### OBJECTIVE
Reproduce all of the records below word for word, leaving the pictures out of your copy.
§
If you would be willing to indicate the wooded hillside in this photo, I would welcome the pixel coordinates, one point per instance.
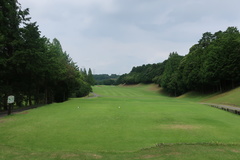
(32, 68)
(212, 65)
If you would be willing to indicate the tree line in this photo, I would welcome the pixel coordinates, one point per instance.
(32, 68)
(212, 65)
(105, 79)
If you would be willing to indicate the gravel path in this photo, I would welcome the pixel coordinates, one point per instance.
(228, 108)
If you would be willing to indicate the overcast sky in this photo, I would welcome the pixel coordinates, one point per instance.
(112, 36)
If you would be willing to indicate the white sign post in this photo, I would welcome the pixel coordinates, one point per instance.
(10, 99)
(10, 102)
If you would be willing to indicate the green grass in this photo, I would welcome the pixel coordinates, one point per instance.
(134, 122)
(229, 98)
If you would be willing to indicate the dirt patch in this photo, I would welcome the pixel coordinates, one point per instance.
(180, 126)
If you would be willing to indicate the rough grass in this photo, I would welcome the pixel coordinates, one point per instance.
(231, 97)
(134, 122)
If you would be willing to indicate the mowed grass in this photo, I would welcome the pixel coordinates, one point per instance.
(134, 122)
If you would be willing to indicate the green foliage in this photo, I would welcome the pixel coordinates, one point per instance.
(32, 68)
(105, 79)
(212, 65)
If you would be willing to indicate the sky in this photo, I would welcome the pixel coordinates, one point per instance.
(112, 36)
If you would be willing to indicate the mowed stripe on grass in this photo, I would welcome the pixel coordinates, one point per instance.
(122, 119)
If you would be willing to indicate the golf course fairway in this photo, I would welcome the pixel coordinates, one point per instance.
(121, 122)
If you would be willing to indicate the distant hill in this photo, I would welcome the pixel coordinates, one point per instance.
(105, 79)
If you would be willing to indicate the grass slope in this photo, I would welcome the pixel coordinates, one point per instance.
(132, 122)
(231, 97)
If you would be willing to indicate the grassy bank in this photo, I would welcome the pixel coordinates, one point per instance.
(123, 123)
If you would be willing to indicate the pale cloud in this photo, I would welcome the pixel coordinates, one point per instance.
(112, 36)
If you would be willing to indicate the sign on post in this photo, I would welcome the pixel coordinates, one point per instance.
(10, 99)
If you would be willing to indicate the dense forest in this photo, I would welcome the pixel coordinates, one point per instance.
(105, 79)
(212, 65)
(32, 68)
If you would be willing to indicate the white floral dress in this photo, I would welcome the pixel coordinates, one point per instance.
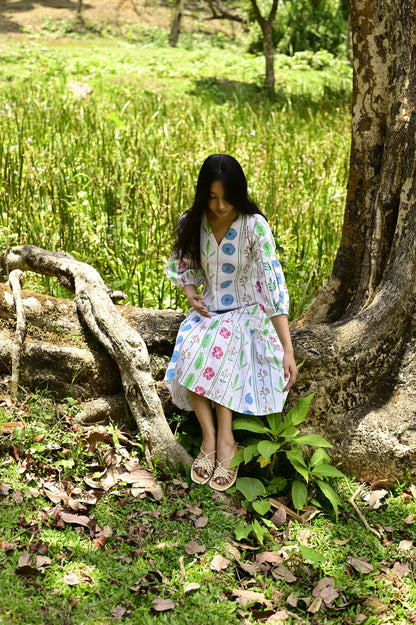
(235, 357)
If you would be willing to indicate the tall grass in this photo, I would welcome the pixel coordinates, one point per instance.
(106, 177)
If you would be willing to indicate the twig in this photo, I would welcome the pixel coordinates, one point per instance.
(354, 505)
(16, 281)
(277, 504)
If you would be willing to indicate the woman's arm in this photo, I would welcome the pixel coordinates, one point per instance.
(281, 325)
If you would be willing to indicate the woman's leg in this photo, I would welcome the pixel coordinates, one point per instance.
(203, 410)
(226, 445)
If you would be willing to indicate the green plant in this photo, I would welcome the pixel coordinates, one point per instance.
(281, 436)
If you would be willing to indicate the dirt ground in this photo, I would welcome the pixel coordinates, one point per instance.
(23, 16)
(16, 15)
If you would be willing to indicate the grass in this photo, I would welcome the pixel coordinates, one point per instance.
(106, 177)
(147, 554)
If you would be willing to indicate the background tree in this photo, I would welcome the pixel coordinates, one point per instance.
(358, 337)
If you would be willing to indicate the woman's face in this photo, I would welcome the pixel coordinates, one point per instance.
(217, 203)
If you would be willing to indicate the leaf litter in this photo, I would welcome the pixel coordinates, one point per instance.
(72, 506)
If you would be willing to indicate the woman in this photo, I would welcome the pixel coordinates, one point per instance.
(233, 351)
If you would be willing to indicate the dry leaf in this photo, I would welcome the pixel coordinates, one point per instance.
(271, 557)
(75, 519)
(161, 605)
(360, 564)
(375, 497)
(278, 617)
(315, 606)
(405, 545)
(139, 477)
(283, 573)
(118, 612)
(192, 548)
(377, 606)
(248, 597)
(326, 590)
(279, 517)
(71, 579)
(4, 489)
(343, 542)
(182, 569)
(156, 492)
(219, 563)
(401, 569)
(292, 600)
(201, 522)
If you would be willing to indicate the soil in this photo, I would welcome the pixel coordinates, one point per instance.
(17, 16)
(28, 16)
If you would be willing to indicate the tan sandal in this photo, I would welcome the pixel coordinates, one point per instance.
(204, 463)
(227, 473)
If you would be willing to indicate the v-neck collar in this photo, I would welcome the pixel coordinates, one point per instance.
(225, 234)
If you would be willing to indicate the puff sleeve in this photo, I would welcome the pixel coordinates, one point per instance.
(181, 272)
(273, 295)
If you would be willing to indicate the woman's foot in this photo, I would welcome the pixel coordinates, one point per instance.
(224, 476)
(203, 467)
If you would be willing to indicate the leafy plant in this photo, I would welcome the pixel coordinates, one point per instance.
(282, 436)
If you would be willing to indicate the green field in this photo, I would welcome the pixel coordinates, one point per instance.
(106, 176)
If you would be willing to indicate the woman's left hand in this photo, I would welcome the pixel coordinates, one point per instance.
(290, 370)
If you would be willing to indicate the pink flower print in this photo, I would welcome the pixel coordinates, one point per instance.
(225, 332)
(208, 373)
(217, 352)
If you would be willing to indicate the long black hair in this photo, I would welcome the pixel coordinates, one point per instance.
(216, 168)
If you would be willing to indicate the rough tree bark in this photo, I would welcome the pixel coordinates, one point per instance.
(358, 337)
(175, 28)
(122, 342)
(266, 25)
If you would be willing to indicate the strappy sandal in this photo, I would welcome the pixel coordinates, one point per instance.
(227, 473)
(204, 463)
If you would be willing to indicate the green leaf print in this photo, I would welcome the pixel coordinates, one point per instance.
(199, 361)
(189, 380)
(267, 248)
(271, 285)
(206, 340)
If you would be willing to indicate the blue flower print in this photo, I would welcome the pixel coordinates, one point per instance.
(228, 248)
(231, 234)
(249, 398)
(227, 300)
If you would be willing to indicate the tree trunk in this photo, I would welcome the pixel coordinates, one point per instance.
(176, 23)
(124, 344)
(358, 336)
(266, 25)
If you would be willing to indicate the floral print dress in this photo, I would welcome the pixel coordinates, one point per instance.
(235, 357)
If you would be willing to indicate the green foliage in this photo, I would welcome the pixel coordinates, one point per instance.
(105, 177)
(304, 25)
(281, 436)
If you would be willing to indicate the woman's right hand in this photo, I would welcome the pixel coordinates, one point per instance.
(196, 301)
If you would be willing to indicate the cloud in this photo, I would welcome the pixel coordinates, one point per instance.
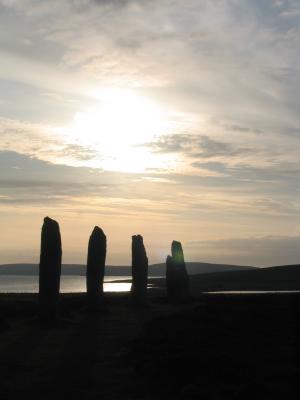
(257, 251)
§
### TASK OUTPUT
If you would be willing to indicate the wooded hillside in this photo, I would welcome the pixel coordinates, one point per instance.
(32, 68)
(212, 65)
If you would be willing to indicate the tree line in this photo, I would welcome the pixel coordinates, one point per instance.
(32, 68)
(212, 65)
(105, 79)
If you would be willing to indicate the gravel path in this photo, I would welcome the pixel coordinates, one point per instance.
(228, 108)
If you would be willing to indicate the overcast sky in this photo, I would welcome the pixel coordinates, one point per instance.
(112, 36)
If you would be willing to indicate the white sign post in this photo, I would welcome the pixel coordinates, one point per instance.
(10, 99)
(10, 102)
If you would be willing to indicate the green grass in this photo, I would welcome the pixel coordinates, one point per instance.
(134, 122)
(229, 98)
If you would be willing to indicate the dirt patch in this photo, I would welcome the pixel coordinates, one point per instance.
(180, 126)
If you would be willing to indicate the rough grass in this photo, I would welcome the pixel coordinates, one point per instance.
(231, 97)
(134, 122)
If you would be willing to indicate the mowed grass in this photo, I would welcome the pixel coordinates, one point per instance.
(134, 122)
If you would be willing to indicate the green foliage in this photo, I would welcome the pixel coordinates, one point per instance.
(32, 68)
(105, 79)
(212, 65)
If you would be willing to indicate the sky in this photo, I would welcome the pixel coordinates, one point per instance.
(112, 36)
If you would be willing to indicate the mowed stripe on grass in this photo, I would welcome the pixel coordinates, one point per instance.
(122, 119)
If you would be willing to indicate the golf course fairway in this photo, I would welcome the pixel coordinates, one point per instance.
(121, 122)
If you would be willing to indicate the distant hill in this photo, I would welcome the pixel coordinates, one point per instance.
(105, 79)
If you would be willing to indicate the grass slope in this photo, I would welcome the pixel coordinates, one point per instance.
(132, 122)
(231, 97)
If you would be willing to indicate the grassy bank in this photo, I would welcome the pixel coordinates, one point per instance.
(123, 123)
If you would be willing to indicate the pale cloud in this photo, I would welcome the pixel coordinates, one point per instance.
(112, 36)
If you would be willing to indicate the sign on post in this photo, I would welcome the pixel coordinates, one point per instance.
(10, 99)
If you would be willing to indicate the dense forest in this photo, I would welcome the pixel coordinates, one point per instance.
(105, 79)
(212, 65)
(32, 68)
If you would be willing to indicate the white floral dress in this photo, I would welcome the pixel coordinates, one point per instance.
(235, 357)
If you would be willing to indicate the tall grass in this photo, I would welcome the pixel coordinates, one point per instance.
(106, 177)
If you would be willing to indicate the twig in this photo, I would welcome the pixel coordinates, one point per instance.
(354, 505)
(16, 281)
(277, 504)
If you would be willing to indicate the woman's arm in this photo, I would welcome the pixel coordinates, one point per instance.
(281, 325)
If you would be willing to indicate the woman's leg in this photo, I would welcome the pixel coordinates, one point per instance.
(203, 410)
(226, 445)
If you would be willing to indicate the green plant in this photo, I would welcome the pixel coordinates, one point per instance.
(281, 436)
If you would be willing to indicate the dirt ground in this photo, I would welcome the pixel coordinates, one point per instance.
(23, 16)
(16, 15)
If you would be willing to indicate the grass in this photo, I would welcome the pixel coordinates, one point per instance.
(106, 177)
(147, 554)
If you would be willing to indicate the background tree in this photo, I would welcome the pixel coordinates, one point per instance.
(358, 337)
If you would be willing to indicate the woman's face in this photo, I would welcome the pixel coordinates, one point per instance.
(217, 203)
If you would be willing to indicate the leaf litter in this photo, I would welcome the pixel coordinates, one point per instance.
(72, 506)
If you would be willing to indicate the woman in this photo, I would welcome the pixel coordinates, one point per instance.
(233, 351)
If you would be willing to indicate the dry leaf in this photo, I would welcome the pixel coordinates, one point per instance.
(271, 557)
(75, 519)
(161, 605)
(360, 564)
(375, 497)
(278, 617)
(315, 606)
(405, 545)
(139, 477)
(283, 573)
(118, 612)
(192, 548)
(377, 606)
(248, 597)
(326, 590)
(279, 517)
(71, 579)
(4, 489)
(343, 542)
(182, 569)
(156, 492)
(219, 563)
(401, 569)
(292, 600)
(201, 522)
If you would be willing to indicate the soil in this photo, I would welcome the pixel coordinates, one point per instance.
(17, 16)
(28, 16)
If you would be willing to indicate the tan sandal in this photo, I would welcome the pixel coordinates, one point per instance.
(204, 463)
(227, 473)
If you would be willing to indicate the v-neck collar in this photo, I would welcome the pixel coordinates, one point per instance.
(225, 234)
If you would be willing to indicate the puff sleeve in this photo, I would welcome the pixel coordinates, one point per instance.
(181, 272)
(273, 295)
If you would be willing to indicate the woman's foot in this photo, I would welcome the pixel coordinates, one point per instance.
(224, 476)
(203, 467)
If you would be willing to indicate the leafy plant in this photo, I would welcome the pixel coordinates, one point per instance.
(282, 436)
If you would be willing to indicate the green field in this photo, I would welcome the pixel coordinates, one point per instance.
(106, 176)
If you would be willing to indicate the woman's left hand in this photo, I would welcome the pixel coordinates, one point per instance.
(290, 370)
If you would be willing to indicate the pink flower print in this photo, I would welcome the pixel coordinates, one point per instance.
(225, 332)
(208, 373)
(217, 352)
If you would be willing to indicate the long black hair in this photo, I would welcome the pixel coordinates, one point per instance.
(216, 168)
If you would be willing to indicate the rough tree bark in this photo, I would welcome the pixel coordinates, one point per instance.
(358, 337)
(175, 28)
(122, 342)
(266, 25)
If you would be willing to indicate the strappy sandal in this photo, I would welcome the pixel coordinates, one point per instance.
(227, 473)
(204, 463)
If you would be willing to indicate the green leaf print in this photo, I would welcome the pixel coordinates, one point per instance.
(199, 361)
(189, 380)
(267, 248)
(271, 285)
(206, 340)
If you would be willing to indicate the blue flower print in this photo, I would welcome the pixel coordinates, one point per instance.
(228, 248)
(231, 234)
(249, 398)
(227, 300)
If you would be willing to indicate the tree trunk in this photo, I would welcome the pixel coordinates, one point per instance.
(176, 23)
(124, 344)
(358, 336)
(266, 25)
If you would be willing to indicate the floral print dress in this photo, I would welcome the pixel coordinates, one point per instance.
(235, 357)
If you would be willing to indicate the green foliage in this photo, I would welcome the pixel coordinates, one point per instance.
(105, 177)
(304, 25)
(281, 436)
If you would be willing to indicate the woman's right hand in this photo, I would welcome the pixel coordinates, one point per instance.
(196, 301)
If you would be willing to indicate the cloud in this photo, I would welcome the pixel coordinates, one point per instance.
(257, 251)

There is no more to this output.